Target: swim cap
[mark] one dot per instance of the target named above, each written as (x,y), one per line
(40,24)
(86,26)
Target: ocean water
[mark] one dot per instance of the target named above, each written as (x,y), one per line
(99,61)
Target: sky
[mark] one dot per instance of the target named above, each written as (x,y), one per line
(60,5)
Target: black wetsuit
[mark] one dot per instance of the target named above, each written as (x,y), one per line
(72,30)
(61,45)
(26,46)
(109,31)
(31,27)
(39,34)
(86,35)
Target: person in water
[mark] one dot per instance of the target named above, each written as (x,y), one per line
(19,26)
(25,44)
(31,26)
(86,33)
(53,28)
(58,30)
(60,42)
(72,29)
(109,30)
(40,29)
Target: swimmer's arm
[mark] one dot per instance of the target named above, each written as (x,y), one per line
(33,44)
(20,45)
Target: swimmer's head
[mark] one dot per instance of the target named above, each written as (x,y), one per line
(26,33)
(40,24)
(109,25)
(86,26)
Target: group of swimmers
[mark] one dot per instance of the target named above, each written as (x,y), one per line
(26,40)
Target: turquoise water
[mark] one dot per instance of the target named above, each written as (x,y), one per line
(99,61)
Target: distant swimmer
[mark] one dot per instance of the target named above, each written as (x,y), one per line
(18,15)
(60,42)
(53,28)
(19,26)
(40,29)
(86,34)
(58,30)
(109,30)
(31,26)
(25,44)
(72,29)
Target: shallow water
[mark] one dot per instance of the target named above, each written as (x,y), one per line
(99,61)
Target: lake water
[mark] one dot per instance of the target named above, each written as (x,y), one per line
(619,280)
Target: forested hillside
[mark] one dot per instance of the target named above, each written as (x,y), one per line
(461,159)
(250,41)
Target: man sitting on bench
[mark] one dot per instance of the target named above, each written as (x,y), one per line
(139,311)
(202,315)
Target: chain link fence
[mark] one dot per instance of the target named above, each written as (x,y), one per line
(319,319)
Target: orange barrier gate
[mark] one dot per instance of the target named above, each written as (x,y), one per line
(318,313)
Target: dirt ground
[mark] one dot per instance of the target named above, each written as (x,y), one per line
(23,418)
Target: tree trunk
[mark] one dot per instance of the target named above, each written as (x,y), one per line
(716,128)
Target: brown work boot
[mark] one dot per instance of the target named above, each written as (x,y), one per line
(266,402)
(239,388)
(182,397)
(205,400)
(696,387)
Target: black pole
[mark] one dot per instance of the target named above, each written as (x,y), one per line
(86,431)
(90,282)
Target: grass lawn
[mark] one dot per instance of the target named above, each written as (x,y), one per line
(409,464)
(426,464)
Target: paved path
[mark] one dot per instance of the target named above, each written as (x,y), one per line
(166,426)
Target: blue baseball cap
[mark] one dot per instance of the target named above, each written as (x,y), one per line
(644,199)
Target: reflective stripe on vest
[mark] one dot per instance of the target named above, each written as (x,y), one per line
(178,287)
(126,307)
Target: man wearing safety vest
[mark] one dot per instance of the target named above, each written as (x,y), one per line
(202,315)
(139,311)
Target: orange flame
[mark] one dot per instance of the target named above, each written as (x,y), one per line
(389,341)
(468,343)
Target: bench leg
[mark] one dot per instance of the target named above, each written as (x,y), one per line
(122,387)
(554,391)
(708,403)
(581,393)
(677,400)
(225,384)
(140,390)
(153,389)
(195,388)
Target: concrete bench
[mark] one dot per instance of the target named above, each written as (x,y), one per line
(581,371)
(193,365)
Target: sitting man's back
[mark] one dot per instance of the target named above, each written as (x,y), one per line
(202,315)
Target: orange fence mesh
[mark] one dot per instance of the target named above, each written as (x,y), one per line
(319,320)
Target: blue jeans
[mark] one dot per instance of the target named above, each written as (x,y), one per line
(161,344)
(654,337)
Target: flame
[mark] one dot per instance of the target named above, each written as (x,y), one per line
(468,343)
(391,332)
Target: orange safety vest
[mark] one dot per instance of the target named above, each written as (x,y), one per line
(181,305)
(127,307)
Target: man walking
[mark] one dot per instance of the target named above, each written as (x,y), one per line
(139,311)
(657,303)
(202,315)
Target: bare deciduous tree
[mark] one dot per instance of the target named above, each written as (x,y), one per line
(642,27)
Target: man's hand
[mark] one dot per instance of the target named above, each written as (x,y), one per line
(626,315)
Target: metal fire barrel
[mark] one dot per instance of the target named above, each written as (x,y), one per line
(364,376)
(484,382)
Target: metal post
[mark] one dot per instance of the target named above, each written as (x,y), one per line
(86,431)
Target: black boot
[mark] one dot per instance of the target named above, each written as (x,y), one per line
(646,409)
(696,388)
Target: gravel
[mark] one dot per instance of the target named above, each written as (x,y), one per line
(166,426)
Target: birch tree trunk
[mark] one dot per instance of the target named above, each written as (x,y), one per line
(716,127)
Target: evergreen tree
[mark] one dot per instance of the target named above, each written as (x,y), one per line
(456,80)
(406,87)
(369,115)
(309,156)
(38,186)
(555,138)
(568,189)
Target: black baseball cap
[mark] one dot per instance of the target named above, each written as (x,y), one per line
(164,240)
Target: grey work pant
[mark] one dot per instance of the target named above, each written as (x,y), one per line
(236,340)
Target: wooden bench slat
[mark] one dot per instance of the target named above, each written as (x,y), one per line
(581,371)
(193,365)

━━━━

■ **Task directions**
Nothing but a number should be given: the count of lines above that hold "vest".

■ **Finished exercise**
3